- Challenge: Convert the lines below, from the line holding "Name the bounding box enclosing the person" through the line holding "344, 600, 402]]", inclusive, into a numbered list, skipping any blank lines. Include only those lines.

Raw entries:
---+---

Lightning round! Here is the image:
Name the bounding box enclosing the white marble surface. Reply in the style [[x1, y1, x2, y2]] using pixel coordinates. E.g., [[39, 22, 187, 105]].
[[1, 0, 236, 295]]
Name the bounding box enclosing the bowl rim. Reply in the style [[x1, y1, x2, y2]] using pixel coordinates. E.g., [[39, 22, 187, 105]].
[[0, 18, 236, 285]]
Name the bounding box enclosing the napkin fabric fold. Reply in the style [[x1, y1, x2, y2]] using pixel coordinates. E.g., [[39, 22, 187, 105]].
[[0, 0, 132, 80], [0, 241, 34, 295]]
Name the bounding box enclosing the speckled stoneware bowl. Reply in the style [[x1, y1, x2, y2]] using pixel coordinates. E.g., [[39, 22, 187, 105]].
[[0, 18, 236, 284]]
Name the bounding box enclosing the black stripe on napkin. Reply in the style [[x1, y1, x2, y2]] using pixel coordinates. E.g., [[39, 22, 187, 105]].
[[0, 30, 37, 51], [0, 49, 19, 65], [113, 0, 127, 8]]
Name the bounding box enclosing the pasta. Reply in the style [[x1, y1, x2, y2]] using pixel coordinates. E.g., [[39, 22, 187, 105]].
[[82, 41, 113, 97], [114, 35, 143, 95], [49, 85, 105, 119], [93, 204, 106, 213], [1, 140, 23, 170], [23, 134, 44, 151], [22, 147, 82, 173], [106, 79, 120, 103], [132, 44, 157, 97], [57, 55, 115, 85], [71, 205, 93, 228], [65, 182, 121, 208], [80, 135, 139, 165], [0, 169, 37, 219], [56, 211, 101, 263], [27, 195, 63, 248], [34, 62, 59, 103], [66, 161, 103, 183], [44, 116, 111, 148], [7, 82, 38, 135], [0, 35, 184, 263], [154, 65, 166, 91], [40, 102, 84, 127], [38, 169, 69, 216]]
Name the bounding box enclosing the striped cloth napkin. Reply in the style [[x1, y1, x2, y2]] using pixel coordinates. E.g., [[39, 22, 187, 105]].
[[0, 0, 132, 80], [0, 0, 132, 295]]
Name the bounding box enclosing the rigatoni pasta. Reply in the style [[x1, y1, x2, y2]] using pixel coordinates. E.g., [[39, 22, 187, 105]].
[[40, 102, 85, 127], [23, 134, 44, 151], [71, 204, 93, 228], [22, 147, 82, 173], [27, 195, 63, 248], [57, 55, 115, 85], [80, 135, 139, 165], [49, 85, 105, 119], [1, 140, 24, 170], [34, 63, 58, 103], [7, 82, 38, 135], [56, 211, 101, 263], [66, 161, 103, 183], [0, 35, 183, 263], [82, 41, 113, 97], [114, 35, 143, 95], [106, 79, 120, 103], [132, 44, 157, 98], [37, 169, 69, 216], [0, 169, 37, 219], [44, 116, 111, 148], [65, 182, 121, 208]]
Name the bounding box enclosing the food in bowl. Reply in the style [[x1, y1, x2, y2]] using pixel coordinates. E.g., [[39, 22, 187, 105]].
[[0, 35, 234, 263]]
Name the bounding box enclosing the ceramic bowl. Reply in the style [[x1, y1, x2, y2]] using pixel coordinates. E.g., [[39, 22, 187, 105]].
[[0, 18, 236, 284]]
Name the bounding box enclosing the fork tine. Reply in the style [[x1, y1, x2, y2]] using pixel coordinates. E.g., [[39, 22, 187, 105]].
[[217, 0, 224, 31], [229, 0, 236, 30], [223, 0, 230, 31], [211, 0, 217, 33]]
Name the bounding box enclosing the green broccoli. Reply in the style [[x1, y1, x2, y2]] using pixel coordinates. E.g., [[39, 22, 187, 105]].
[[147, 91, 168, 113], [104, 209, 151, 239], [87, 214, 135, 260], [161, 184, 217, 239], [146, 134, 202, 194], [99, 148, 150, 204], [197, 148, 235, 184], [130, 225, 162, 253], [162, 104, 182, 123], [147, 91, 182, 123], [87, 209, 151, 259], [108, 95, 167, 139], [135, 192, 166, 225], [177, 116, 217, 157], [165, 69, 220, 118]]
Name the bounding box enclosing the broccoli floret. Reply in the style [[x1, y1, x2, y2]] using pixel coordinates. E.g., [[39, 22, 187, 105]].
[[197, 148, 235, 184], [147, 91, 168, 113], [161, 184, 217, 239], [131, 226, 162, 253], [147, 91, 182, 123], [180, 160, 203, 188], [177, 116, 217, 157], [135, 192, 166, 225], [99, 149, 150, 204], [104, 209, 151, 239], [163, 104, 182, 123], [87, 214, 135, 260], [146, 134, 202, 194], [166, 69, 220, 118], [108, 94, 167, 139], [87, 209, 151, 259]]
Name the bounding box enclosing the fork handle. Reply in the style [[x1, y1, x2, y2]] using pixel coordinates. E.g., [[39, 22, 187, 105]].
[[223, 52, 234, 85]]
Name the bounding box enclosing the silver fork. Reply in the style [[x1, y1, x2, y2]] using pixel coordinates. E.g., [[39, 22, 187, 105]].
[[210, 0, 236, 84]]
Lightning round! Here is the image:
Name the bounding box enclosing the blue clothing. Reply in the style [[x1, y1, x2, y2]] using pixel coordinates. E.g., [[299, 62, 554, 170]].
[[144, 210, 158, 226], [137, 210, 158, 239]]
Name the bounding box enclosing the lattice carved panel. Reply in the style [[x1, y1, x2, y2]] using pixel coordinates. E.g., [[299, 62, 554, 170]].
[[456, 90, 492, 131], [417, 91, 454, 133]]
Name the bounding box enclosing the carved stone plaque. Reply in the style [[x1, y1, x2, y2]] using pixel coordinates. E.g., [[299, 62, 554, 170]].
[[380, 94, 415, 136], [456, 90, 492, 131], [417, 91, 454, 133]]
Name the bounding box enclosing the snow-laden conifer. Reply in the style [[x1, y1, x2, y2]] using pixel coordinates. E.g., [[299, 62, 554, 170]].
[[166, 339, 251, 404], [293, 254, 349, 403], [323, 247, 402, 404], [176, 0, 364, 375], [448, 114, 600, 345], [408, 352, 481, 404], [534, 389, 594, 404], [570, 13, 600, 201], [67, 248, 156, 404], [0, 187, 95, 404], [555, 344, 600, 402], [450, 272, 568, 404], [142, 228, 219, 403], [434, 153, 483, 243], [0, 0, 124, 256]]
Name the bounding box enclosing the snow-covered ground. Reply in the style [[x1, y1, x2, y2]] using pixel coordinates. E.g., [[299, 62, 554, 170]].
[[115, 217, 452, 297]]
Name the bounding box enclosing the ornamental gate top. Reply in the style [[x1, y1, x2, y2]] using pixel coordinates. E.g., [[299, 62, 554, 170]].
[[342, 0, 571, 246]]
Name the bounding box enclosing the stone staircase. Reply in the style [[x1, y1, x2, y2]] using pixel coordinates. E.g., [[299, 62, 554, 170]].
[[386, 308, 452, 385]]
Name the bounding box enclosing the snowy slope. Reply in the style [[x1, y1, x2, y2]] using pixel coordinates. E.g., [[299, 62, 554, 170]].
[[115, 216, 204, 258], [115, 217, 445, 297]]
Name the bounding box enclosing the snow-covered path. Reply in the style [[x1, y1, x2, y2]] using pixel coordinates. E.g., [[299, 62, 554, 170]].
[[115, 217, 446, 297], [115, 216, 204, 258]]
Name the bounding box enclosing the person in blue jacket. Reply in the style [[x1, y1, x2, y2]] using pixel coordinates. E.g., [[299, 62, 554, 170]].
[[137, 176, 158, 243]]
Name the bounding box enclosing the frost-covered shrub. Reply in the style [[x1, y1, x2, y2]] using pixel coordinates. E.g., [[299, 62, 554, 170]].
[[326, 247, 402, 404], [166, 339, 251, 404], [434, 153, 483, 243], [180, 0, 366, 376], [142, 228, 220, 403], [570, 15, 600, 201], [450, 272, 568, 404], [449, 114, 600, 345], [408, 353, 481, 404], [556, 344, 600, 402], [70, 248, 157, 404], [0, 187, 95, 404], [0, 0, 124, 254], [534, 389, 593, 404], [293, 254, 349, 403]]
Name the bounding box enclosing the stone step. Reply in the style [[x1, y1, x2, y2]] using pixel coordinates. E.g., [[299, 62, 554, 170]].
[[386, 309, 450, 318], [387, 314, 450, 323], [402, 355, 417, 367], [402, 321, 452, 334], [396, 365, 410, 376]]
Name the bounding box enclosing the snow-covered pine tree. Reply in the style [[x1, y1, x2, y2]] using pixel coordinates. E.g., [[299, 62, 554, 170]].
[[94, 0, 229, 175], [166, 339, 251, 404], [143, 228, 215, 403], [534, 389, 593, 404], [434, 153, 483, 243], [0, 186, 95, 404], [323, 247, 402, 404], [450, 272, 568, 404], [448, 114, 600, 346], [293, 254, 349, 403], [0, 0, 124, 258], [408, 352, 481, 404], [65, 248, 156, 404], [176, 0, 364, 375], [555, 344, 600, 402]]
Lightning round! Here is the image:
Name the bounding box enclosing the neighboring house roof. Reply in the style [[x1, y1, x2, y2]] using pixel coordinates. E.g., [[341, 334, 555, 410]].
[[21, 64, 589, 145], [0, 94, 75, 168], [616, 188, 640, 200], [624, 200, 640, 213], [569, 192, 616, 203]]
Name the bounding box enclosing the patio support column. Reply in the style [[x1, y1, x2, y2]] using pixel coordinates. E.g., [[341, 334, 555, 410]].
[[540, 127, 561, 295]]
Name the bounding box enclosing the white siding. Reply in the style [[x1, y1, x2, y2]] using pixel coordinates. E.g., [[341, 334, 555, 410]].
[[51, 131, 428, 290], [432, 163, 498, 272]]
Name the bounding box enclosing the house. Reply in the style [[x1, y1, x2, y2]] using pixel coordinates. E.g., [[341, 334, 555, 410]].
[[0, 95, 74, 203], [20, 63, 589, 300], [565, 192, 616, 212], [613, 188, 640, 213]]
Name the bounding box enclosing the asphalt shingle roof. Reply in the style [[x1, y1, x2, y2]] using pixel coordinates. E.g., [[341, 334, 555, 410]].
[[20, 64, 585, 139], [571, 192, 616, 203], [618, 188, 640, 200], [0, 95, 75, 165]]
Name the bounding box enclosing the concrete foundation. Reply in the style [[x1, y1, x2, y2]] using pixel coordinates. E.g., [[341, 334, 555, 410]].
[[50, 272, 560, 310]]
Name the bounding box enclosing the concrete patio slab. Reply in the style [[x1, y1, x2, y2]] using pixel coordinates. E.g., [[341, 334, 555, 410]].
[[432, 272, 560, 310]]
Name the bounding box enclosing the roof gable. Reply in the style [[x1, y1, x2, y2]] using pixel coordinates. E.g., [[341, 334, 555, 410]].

---+---

- Output below:
1. Name the bounding box enclosing the person in blue jacket. Reply in the style [[x1, y1, x2, y2]] using pixel coordinates. E.g., [[299, 62, 554, 170]].
2. [[137, 176, 158, 243]]
3. Name the bounding box enclosing the frost-covered shrub. Reply in the style [[x1, y1, x2, y2]] using pixel coordinates. E.g., [[299, 62, 554, 170]].
4. [[326, 247, 402, 404], [166, 339, 251, 404], [434, 153, 483, 243], [180, 0, 366, 376], [142, 228, 220, 403], [570, 15, 600, 201], [450, 272, 568, 404], [449, 114, 600, 345], [408, 353, 481, 404], [556, 344, 600, 402], [70, 248, 157, 404], [0, 187, 95, 404], [0, 0, 124, 254], [534, 389, 593, 404], [293, 254, 349, 403]]
5. Name the bounding box enclosing the stone step. Reply in the style [[x1, y1, x2, y2]] using pixel coordinates. E.g., [[299, 62, 554, 170]].
6. [[386, 309, 450, 318], [387, 314, 450, 323], [402, 355, 417, 367], [402, 321, 452, 334], [396, 365, 410, 376]]
7. Name the bounding box enclosing the snow-covered pine tree. Reply in the style [[x1, y1, x2, y2]] using pixel coordinates. E.g., [[299, 62, 554, 170]].
8. [[94, 0, 229, 175], [166, 339, 251, 404], [143, 228, 215, 403], [534, 389, 593, 404], [434, 153, 483, 243], [0, 186, 95, 404], [323, 247, 402, 404], [450, 272, 568, 404], [448, 114, 600, 346], [293, 254, 349, 403], [0, 0, 124, 258], [408, 352, 481, 404], [65, 248, 156, 404], [176, 0, 364, 375], [555, 344, 600, 402]]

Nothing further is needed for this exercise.